[Point labeling dataset excerpts]
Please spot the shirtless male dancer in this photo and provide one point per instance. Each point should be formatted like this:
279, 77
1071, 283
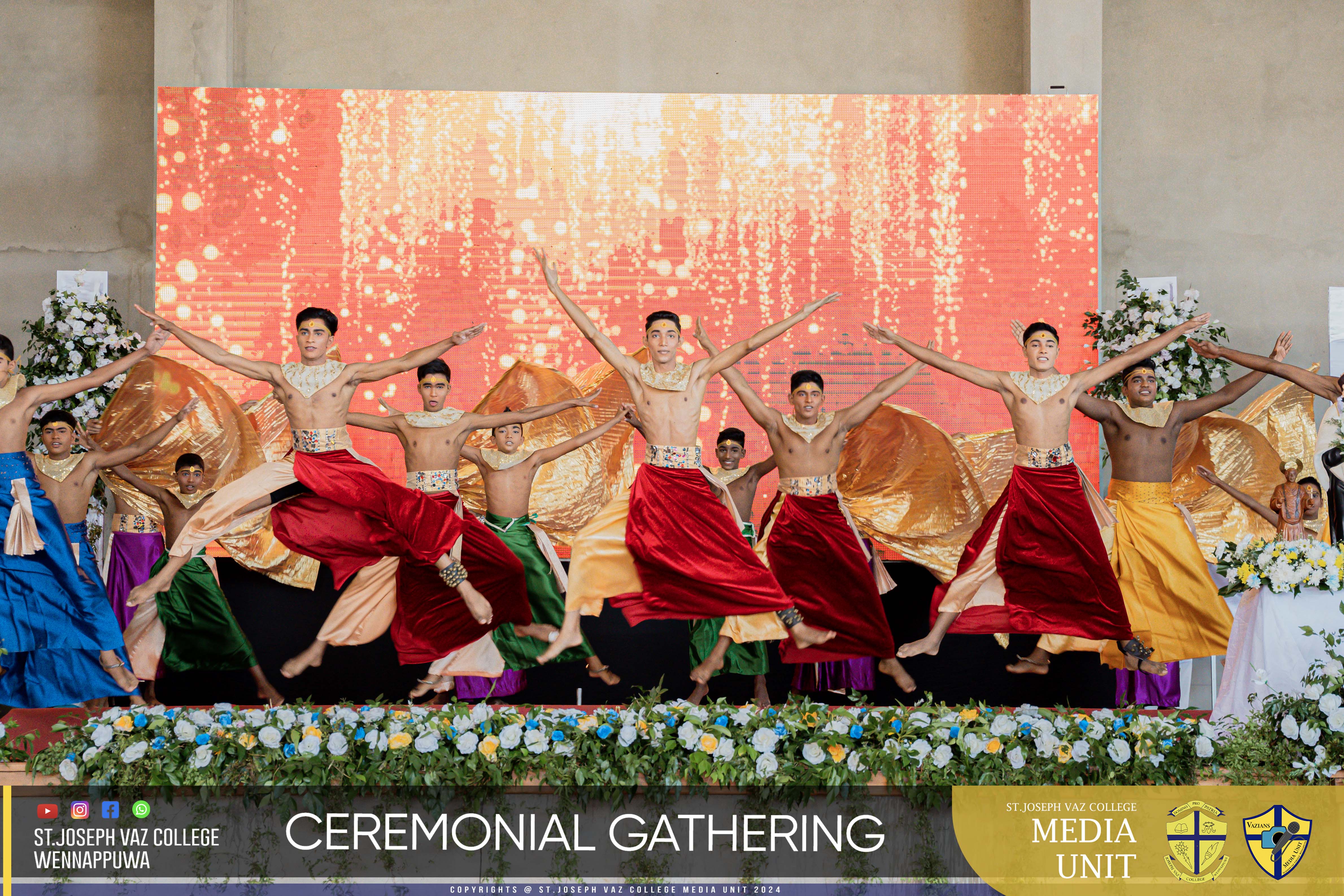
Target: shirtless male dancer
670, 550
1049, 573
1173, 604
814, 549
66, 651
341, 510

#### [Instructions for the task]
Write out the material above once more, exactly as it reads, with no pictures.

#### [Exercise solution]
Please spot the shirtless male dancer in this photo and provide one point per instance. Each point should be formatted like this:
279, 77
1071, 283
Target: shirtless male dancer
670, 550
1049, 573
1173, 604
814, 549
66, 651
341, 510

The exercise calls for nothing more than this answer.